> THE PROBLEM:
Render all of the data below as a two-column CSV with the headers input and output, one row per entry. Put each entry's text and its answer in one quoted field each, replacing line breaks with spaces.

> DATA SHOWN:
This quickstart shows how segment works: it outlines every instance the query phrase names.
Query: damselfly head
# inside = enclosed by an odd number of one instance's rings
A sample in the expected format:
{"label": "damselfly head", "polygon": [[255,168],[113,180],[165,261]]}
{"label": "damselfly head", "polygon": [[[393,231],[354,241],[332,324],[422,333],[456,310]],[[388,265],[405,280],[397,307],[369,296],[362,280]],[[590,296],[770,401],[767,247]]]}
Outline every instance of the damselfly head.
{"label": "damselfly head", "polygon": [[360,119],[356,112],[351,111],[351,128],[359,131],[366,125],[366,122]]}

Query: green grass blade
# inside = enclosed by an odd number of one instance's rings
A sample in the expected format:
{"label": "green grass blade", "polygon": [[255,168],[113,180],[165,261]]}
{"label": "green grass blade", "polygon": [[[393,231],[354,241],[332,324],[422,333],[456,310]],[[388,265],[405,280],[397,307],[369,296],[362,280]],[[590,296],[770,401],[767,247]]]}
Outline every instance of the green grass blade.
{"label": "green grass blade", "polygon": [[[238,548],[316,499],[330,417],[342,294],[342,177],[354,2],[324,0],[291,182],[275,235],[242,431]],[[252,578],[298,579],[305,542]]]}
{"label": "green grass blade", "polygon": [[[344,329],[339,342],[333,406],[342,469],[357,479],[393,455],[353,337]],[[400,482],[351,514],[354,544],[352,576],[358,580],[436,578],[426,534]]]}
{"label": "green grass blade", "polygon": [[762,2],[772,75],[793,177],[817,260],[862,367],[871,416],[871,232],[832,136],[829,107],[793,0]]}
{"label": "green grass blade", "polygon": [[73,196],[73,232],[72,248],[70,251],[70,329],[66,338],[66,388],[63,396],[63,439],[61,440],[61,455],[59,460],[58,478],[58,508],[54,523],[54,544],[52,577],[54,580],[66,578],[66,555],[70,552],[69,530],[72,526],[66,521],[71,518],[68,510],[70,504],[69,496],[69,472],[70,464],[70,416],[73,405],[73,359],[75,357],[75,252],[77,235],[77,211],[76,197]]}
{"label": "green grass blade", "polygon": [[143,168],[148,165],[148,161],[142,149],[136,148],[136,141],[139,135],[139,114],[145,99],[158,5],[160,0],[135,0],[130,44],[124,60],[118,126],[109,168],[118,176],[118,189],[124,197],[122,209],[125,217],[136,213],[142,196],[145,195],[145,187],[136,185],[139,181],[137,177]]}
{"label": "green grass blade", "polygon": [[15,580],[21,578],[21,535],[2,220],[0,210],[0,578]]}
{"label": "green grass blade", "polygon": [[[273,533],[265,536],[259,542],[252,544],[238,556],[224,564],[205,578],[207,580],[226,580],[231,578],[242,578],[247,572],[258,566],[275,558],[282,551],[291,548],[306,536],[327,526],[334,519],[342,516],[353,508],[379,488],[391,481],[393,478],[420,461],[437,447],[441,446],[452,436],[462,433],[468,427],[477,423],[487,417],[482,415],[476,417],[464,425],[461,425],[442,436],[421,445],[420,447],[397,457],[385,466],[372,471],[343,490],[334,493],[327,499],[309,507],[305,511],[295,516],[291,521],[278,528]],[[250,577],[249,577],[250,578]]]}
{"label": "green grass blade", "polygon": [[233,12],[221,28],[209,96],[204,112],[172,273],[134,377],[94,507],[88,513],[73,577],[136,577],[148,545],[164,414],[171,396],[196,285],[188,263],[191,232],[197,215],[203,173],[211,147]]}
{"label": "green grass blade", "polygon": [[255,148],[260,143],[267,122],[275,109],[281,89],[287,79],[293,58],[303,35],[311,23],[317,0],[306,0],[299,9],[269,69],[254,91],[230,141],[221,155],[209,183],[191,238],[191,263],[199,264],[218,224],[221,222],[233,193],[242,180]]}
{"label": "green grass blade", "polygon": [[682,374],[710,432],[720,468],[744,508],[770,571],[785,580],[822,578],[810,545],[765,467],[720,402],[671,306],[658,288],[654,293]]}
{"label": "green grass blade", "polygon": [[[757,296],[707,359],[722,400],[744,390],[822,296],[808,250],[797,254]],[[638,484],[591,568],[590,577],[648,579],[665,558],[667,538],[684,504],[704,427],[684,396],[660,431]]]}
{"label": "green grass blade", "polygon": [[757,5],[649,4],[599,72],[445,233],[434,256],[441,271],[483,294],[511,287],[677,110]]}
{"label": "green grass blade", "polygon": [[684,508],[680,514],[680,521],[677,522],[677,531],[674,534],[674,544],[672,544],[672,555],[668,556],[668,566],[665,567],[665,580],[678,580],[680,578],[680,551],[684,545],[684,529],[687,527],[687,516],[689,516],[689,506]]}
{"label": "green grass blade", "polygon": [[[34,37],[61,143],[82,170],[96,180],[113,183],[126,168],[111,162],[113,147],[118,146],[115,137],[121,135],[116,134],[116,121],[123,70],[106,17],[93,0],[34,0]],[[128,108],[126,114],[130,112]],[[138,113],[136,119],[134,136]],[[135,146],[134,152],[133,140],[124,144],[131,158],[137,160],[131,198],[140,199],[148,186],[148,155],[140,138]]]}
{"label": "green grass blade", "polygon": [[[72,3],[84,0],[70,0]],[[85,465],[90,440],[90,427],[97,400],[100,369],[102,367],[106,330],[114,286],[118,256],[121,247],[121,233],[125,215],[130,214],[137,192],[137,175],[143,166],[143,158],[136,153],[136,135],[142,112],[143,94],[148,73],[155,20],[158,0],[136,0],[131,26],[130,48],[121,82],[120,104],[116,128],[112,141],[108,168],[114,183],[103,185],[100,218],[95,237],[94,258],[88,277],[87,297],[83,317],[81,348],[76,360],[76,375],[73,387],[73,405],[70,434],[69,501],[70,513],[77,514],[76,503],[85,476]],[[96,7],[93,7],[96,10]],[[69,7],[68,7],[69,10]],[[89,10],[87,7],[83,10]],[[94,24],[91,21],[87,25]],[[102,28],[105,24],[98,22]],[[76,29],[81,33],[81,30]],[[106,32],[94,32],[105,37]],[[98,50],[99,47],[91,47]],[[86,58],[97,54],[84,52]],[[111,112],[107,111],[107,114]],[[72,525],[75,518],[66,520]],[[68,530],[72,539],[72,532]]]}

> SOLUTION FOR THIS EXERCISE:
input,output
"This quickstart shows how segment works: it outlines every instance the query phrase names. Query: damselfly head # inside = enclosed by an odd number of one instance's rings A sample in the expected format: {""label"": ""damselfly head"", ""polygon"": [[255,168],[113,180],[165,261]]} {""label"": ""damselfly head"", ""polygon"": [[[393,231],[354,241],[332,324],[422,333],[456,310]],[[388,265],[405,280],[397,307],[369,296],[362,280]],[[590,296],[770,401],[767,247]]]} Outline every instance of the damselfly head.","{""label"": ""damselfly head"", ""polygon"": [[360,119],[356,112],[351,111],[351,128],[359,131],[366,125],[366,122]]}"
"Query: green grass blade # inside = enclosed by an odd number of one instance's rings A sample in the expected format: {""label"": ""green grass blade"", ""polygon"": [[255,168],[113,180],[165,261]]} {""label"": ""green grass blade"", ""polygon"": [[[393,231],[354,241],[332,324],[422,333],[456,310]],[[388,265],[405,280],[397,307],[369,296],[362,280]],[[590,296],[770,401],[767,247]]]} Outline every instance of the green grass blade.","{""label"": ""green grass blade"", ""polygon"": [[[238,548],[316,499],[330,417],[342,294],[342,177],[354,2],[324,0],[291,182],[275,235],[242,431]],[[252,578],[298,579],[305,542]]]} {""label"": ""green grass blade"", ""polygon"": [[[344,329],[339,342],[333,406],[342,469],[357,479],[393,455],[353,337]],[[400,482],[351,514],[354,544],[352,576],[358,580],[436,578],[426,534]]]} {""label"": ""green grass blade"", ""polygon"": [[762,2],[772,75],[793,177],[817,260],[862,367],[871,416],[871,232],[832,136],[829,107],[793,0]]} {""label"": ""green grass blade"", ""polygon"": [[73,196],[73,232],[72,248],[70,251],[70,329],[66,338],[66,388],[63,396],[63,439],[61,440],[61,455],[59,460],[58,478],[58,508],[54,523],[54,544],[52,577],[54,580],[66,578],[66,555],[70,552],[69,530],[72,526],[66,521],[71,518],[68,510],[70,504],[69,496],[69,472],[70,464],[70,416],[73,405],[73,359],[75,357],[75,252],[77,235],[77,211],[76,197]]} {""label"": ""green grass blade"", ""polygon"": [[143,168],[148,165],[148,161],[142,149],[136,148],[136,141],[139,135],[139,114],[145,99],[158,5],[160,0],[135,0],[130,44],[124,60],[118,126],[109,168],[118,176],[118,189],[124,197],[122,209],[125,217],[136,213],[142,196],[145,195],[145,187],[136,185],[139,181],[137,177]]} {""label"": ""green grass blade"", ""polygon"": [[15,580],[21,578],[21,535],[2,220],[0,210],[0,578]]} {""label"": ""green grass blade"", ""polygon"": [[[273,533],[265,536],[259,542],[252,544],[238,556],[224,564],[205,578],[207,580],[226,580],[231,578],[242,578],[247,572],[258,566],[275,558],[282,551],[291,548],[306,536],[327,526],[334,519],[342,516],[353,508],[379,488],[391,481],[393,478],[420,461],[437,447],[441,446],[452,436],[462,433],[468,427],[477,423],[487,417],[482,415],[476,417],[464,425],[461,425],[442,436],[421,445],[420,447],[397,457],[385,466],[372,471],[343,490],[334,493],[327,499],[309,507],[305,511],[295,516],[291,521],[278,528]],[[250,577],[249,577],[250,578]]]} {""label"": ""green grass blade"", ""polygon"": [[233,12],[221,28],[209,96],[204,112],[172,273],[134,377],[94,507],[88,513],[73,577],[136,577],[148,545],[164,414],[171,396],[196,285],[188,263],[191,232],[197,215],[203,173],[211,147]]} {""label"": ""green grass blade"", ""polygon"": [[255,148],[260,143],[267,122],[275,109],[281,89],[287,79],[293,58],[303,35],[311,23],[317,0],[306,0],[299,9],[269,69],[254,91],[230,141],[221,155],[209,183],[191,238],[191,263],[199,264],[218,224],[221,222],[233,193],[242,180]]} {""label"": ""green grass blade"", ""polygon"": [[682,374],[710,432],[720,468],[744,508],[770,571],[785,580],[822,578],[810,545],[765,467],[720,402],[671,306],[658,288],[654,293]]} {""label"": ""green grass blade"", ""polygon"": [[[757,296],[707,359],[722,400],[744,390],[822,296],[808,250],[797,254]],[[638,484],[591,568],[590,577],[648,579],[665,558],[667,538],[684,504],[704,427],[684,396],[660,431]]]} {""label"": ""green grass blade"", ""polygon"": [[757,5],[649,4],[599,72],[445,233],[434,256],[441,271],[483,294],[511,287],[677,110]]} {""label"": ""green grass blade"", ""polygon"": [[684,508],[680,514],[680,521],[677,522],[677,531],[674,534],[674,544],[672,544],[672,555],[668,556],[668,566],[665,567],[665,580],[678,580],[680,578],[680,551],[684,545],[684,529],[687,527],[687,516],[689,516],[689,506]]} {""label"": ""green grass blade"", ""polygon"": [[[34,37],[61,143],[82,170],[96,180],[113,183],[126,168],[111,162],[113,147],[118,146],[115,137],[121,135],[116,134],[116,121],[123,70],[106,17],[93,0],[34,0]],[[128,108],[126,114],[130,112]],[[138,113],[136,119],[134,136]],[[135,146],[134,152],[133,140],[124,144],[131,158],[137,160],[131,198],[140,199],[148,186],[148,155],[140,138]]]} {""label"": ""green grass blade"", ""polygon"": [[[72,3],[84,0],[70,0]],[[85,465],[90,440],[90,427],[97,400],[100,369],[102,367],[106,330],[114,286],[118,256],[121,247],[121,233],[125,215],[130,214],[137,192],[137,175],[143,166],[143,158],[136,153],[136,135],[142,112],[143,94],[148,73],[155,20],[158,0],[136,0],[131,26],[130,48],[121,82],[120,104],[116,128],[112,141],[108,168],[114,183],[103,185],[100,218],[95,237],[94,258],[88,277],[87,297],[83,317],[81,348],[76,360],[76,375],[73,387],[73,405],[70,434],[69,501],[70,513],[77,514],[76,503],[85,476]],[[96,7],[93,7],[96,10]],[[69,7],[68,7],[69,10]],[[89,10],[87,7],[83,10]],[[94,24],[91,21],[87,25]],[[102,28],[105,24],[98,22]],[[76,29],[81,33],[81,30]],[[106,32],[94,32],[105,37]],[[98,50],[99,47],[91,47]],[[86,58],[97,54],[84,52]],[[111,112],[107,111],[107,114]],[[72,525],[75,518],[66,520]],[[68,530],[72,539],[72,532]]]}"